Armed.

Dear Josie,

Since your brother could talk, we have played this game. It started one night at bedtime as we said our I love you's, when he asked if he could tell me a secret.

"Mommy," he whispered.  "I love you more than Earth."

Not to be outdone, I replied, telling him that I loved him more than the universe.

"What's a universe?"  I remember him asking. 

The game always becomes quite silly, as both of us try to out-love the other.  I love you more than sixty elephants.  Twelve thousand candy canes.  A million ice cream cones.  With sprinkles?
Of course with sprinkles.  A gazillion sprinkles. 

But it always ends the same way.  He will giggle and he will look at me and say, "Wow!  That's a lotta love!"

The other day he whispered into the baby's ear.  "I told Dom I loved him!"  he declared, happily. 

"Awwww," I prompted.  "Tell him how much."

And without blinking, he grabbed your little brother's hand. 

"I love you even when you're dead."



Two weeks ago we arrived home way past bedtime.  It had been one of those long, amazing, sweaty summer days filled with tons of family, and we pulled into the driveway around ten.  Your father and I had driven separately, for one reason or another, and I arrived home first with the boys. 

Both of them were sound asleep, so I carried them inside.  Your little brother first, in his car seat.  Your older brother next, blindly navigating my way down the stairs into his "big boy" room and gently dropping him into bed.  For a moment I caught myself staring at him, and I thought that I couldn't remember the last time I held him. 

I read an article once that made me cry,  about holding your child for the last time.  How when they're little, you hold them all the time...have to.  Then they grow, as they should, and they learn to walk, and you still hold them but it's a little less and a little heavy.  Soon they're jumping out of your arms, onto slides and into pools, only running to you with a scrape or a scare, and slowly, gradually, your arms grow emptier, until one day you set them down and you never pick them up again.

### Task a
Report every line in the listing below that contains the string "sign", treating uppercase and lowercase as different.
The listing has no connection to the letter to Josie.

### Information supplied
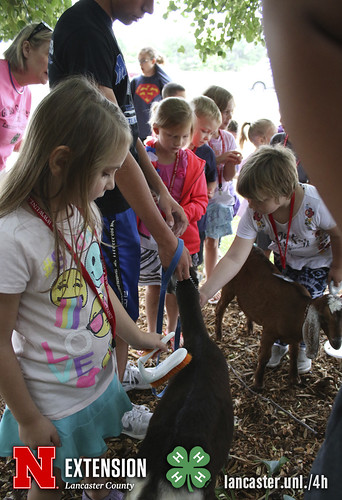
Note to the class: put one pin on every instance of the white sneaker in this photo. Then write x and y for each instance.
(132, 379)
(278, 352)
(135, 422)
(303, 362)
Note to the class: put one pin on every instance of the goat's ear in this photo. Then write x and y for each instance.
(311, 329)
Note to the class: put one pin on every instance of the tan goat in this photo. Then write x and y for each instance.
(284, 309)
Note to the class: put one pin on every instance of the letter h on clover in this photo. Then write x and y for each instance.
(190, 469)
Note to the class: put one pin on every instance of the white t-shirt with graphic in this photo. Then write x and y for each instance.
(224, 143)
(308, 244)
(62, 335)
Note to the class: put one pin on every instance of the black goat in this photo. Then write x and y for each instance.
(195, 411)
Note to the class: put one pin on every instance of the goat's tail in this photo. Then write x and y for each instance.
(190, 311)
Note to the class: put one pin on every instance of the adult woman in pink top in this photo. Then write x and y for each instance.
(25, 63)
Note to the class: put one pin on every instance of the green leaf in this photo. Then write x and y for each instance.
(177, 477)
(200, 477)
(198, 457)
(274, 466)
(178, 457)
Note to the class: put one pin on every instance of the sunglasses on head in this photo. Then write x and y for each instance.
(40, 27)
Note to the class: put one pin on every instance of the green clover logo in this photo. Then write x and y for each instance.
(191, 470)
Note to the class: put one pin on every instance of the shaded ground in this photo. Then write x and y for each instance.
(282, 421)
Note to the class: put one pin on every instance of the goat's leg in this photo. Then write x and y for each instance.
(264, 355)
(227, 295)
(293, 373)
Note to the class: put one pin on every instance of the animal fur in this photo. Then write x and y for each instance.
(195, 410)
(284, 309)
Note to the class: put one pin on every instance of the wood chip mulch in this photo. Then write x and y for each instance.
(281, 421)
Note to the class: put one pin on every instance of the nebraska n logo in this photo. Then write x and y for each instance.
(41, 472)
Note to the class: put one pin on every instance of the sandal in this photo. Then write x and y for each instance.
(214, 300)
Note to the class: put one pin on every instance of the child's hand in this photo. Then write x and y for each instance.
(40, 432)
(203, 298)
(335, 276)
(151, 341)
(233, 157)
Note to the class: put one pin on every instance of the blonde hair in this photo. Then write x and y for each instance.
(14, 54)
(270, 171)
(204, 106)
(152, 54)
(219, 95)
(75, 115)
(172, 89)
(256, 129)
(171, 112)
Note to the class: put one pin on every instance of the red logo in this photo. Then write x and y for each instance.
(147, 92)
(41, 471)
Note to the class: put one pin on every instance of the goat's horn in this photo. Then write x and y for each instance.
(311, 328)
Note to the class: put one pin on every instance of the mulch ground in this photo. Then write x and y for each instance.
(282, 421)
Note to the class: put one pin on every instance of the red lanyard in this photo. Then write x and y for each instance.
(174, 173)
(219, 169)
(108, 308)
(270, 216)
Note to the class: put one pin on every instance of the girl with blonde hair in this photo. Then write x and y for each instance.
(306, 242)
(59, 317)
(25, 63)
(183, 174)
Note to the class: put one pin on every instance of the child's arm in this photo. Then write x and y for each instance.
(227, 268)
(233, 158)
(335, 273)
(34, 429)
(197, 201)
(128, 330)
(211, 186)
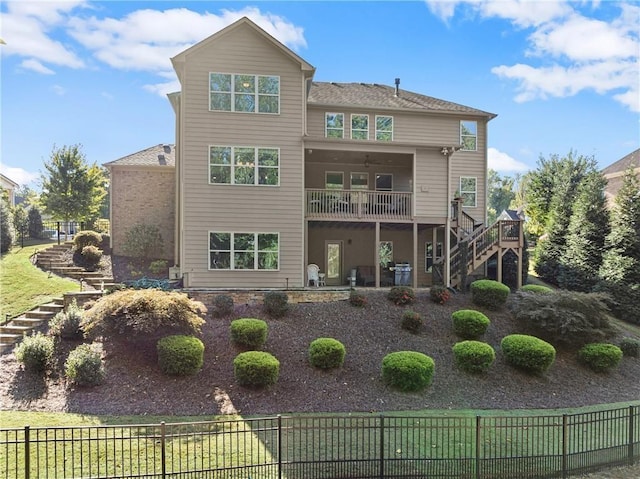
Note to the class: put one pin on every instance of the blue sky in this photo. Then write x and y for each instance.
(561, 75)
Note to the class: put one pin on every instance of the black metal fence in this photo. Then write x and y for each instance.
(313, 447)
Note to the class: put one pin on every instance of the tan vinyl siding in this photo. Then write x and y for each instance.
(240, 208)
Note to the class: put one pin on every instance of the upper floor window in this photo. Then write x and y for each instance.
(334, 125)
(244, 165)
(469, 190)
(249, 251)
(384, 128)
(244, 93)
(359, 127)
(469, 135)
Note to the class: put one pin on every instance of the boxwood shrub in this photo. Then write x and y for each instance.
(180, 355)
(473, 356)
(528, 352)
(256, 369)
(469, 324)
(249, 332)
(601, 357)
(408, 370)
(84, 365)
(488, 293)
(326, 353)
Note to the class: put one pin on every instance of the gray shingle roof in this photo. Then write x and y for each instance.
(370, 95)
(158, 155)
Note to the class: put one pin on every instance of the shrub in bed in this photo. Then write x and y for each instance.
(84, 365)
(601, 357)
(490, 294)
(528, 352)
(469, 324)
(180, 355)
(408, 370)
(249, 332)
(326, 353)
(473, 356)
(256, 368)
(35, 352)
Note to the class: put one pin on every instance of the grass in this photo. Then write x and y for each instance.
(24, 287)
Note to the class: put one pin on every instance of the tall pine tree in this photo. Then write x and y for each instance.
(588, 227)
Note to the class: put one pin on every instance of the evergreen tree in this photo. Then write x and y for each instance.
(72, 189)
(620, 270)
(569, 172)
(588, 227)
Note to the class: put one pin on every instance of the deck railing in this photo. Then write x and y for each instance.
(314, 447)
(358, 204)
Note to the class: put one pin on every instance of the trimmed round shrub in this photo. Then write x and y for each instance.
(326, 353)
(473, 356)
(66, 324)
(249, 332)
(536, 288)
(601, 357)
(490, 294)
(411, 321)
(408, 370)
(402, 295)
(35, 352)
(84, 365)
(276, 304)
(469, 324)
(180, 355)
(256, 369)
(222, 305)
(528, 352)
(630, 347)
(87, 238)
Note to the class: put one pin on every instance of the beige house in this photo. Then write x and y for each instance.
(274, 172)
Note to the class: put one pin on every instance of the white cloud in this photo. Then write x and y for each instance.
(20, 176)
(502, 162)
(36, 66)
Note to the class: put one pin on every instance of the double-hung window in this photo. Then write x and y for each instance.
(244, 93)
(242, 165)
(359, 127)
(384, 128)
(469, 135)
(469, 190)
(334, 125)
(244, 251)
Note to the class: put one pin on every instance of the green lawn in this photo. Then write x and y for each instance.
(23, 286)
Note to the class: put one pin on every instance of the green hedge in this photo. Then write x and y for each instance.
(528, 352)
(180, 355)
(408, 370)
(490, 294)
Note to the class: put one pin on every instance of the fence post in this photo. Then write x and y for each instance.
(163, 452)
(564, 446)
(477, 447)
(27, 454)
(381, 446)
(279, 446)
(631, 438)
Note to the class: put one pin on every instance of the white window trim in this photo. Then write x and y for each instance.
(384, 131)
(232, 250)
(352, 130)
(475, 192)
(326, 127)
(256, 180)
(256, 93)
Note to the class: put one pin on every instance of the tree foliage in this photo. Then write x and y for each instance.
(71, 188)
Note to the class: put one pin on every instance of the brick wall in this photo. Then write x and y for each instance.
(143, 196)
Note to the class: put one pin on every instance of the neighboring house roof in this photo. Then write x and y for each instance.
(368, 95)
(158, 155)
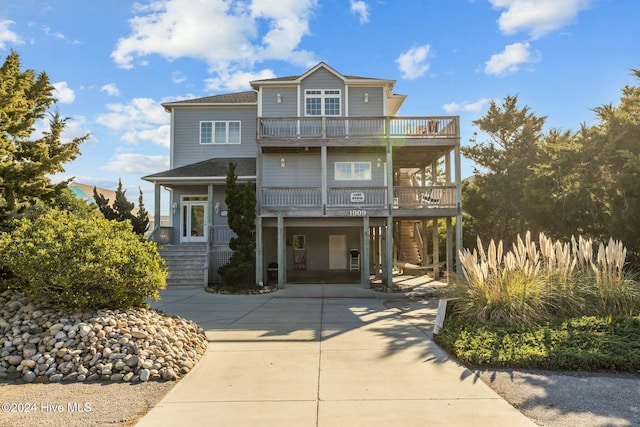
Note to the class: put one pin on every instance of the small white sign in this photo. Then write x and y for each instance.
(357, 197)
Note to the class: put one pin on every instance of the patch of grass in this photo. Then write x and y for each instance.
(583, 343)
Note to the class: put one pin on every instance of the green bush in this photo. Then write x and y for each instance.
(583, 343)
(80, 261)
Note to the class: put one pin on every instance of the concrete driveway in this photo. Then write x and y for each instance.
(291, 359)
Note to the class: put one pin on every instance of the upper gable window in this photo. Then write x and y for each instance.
(220, 132)
(322, 102)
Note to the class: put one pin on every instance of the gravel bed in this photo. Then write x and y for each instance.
(88, 368)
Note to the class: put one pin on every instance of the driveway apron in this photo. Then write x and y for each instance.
(276, 361)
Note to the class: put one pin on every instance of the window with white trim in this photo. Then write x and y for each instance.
(322, 102)
(355, 171)
(220, 132)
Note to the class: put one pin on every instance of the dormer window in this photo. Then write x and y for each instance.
(322, 102)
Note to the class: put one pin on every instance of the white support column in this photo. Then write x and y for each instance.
(259, 252)
(387, 268)
(366, 253)
(449, 248)
(282, 247)
(323, 174)
(436, 249)
(459, 243)
(156, 211)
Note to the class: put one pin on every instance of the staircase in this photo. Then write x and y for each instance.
(409, 250)
(185, 264)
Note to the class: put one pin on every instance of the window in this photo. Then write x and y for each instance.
(220, 132)
(322, 102)
(357, 171)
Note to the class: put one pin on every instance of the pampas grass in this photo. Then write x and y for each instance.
(537, 282)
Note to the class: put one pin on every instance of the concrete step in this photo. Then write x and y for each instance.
(185, 264)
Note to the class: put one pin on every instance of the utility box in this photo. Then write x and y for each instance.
(354, 260)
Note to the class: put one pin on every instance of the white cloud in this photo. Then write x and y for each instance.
(360, 8)
(142, 119)
(63, 93)
(227, 35)
(413, 63)
(537, 17)
(178, 77)
(236, 81)
(139, 164)
(510, 60)
(6, 35)
(111, 89)
(467, 106)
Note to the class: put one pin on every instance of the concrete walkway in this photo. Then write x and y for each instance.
(281, 359)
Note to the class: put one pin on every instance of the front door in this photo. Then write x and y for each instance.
(337, 252)
(194, 222)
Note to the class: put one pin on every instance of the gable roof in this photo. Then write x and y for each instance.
(297, 79)
(206, 171)
(249, 97)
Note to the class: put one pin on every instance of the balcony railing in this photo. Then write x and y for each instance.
(343, 127)
(441, 196)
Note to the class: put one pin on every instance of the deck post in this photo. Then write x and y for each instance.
(449, 248)
(458, 172)
(156, 212)
(387, 278)
(281, 253)
(366, 253)
(259, 252)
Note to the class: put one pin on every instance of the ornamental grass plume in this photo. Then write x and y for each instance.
(530, 284)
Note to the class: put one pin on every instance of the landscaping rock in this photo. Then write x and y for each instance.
(43, 344)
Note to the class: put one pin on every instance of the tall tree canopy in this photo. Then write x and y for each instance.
(241, 205)
(493, 200)
(563, 182)
(26, 161)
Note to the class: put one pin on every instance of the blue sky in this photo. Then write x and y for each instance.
(114, 61)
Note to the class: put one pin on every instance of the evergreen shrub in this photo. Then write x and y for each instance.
(80, 262)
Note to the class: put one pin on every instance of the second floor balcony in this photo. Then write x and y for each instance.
(439, 200)
(406, 130)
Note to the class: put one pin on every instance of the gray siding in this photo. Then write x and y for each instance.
(317, 244)
(359, 108)
(301, 170)
(377, 173)
(286, 108)
(186, 138)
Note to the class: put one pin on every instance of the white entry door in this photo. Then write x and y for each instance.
(337, 252)
(194, 222)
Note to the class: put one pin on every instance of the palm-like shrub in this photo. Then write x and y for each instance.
(79, 261)
(533, 283)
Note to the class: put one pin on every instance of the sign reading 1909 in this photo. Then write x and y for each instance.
(357, 212)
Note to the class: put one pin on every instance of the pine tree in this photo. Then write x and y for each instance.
(122, 209)
(241, 205)
(25, 162)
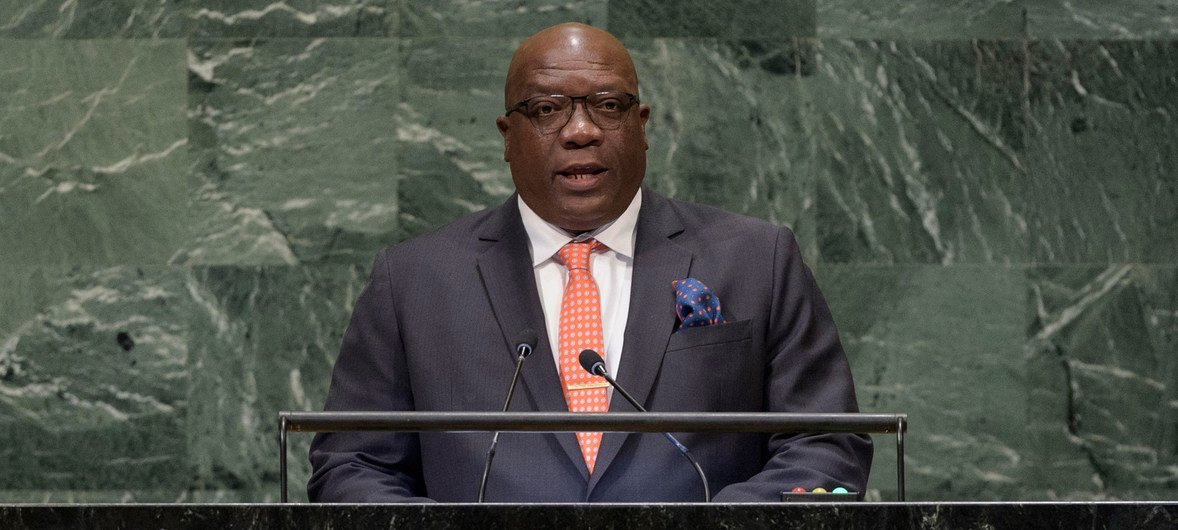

### Task b
Do these statements agree with the letter to Josie above? (i) The game began one night at bedtime. (ii) The father arrived home first with the boys. (iii) The younger brother was carried inside first, in his car seat. Answer yes or no for each, and quote the words from the letter that settle it.

### Task response a
Note to the class: put one pin on every instance of the small white sign in this photo. Then write x and y for each instance.
Note to the class: put one pin on every instance of the sign reading 1909 in this photo. Then write x and y for each instance.

### Task response b
(i) Yes: "It started one night at bedtime as we said our I love you's"
(ii) No: "I arrived home first with the boys."
(iii) Yes: "Your little brother first, in his car seat."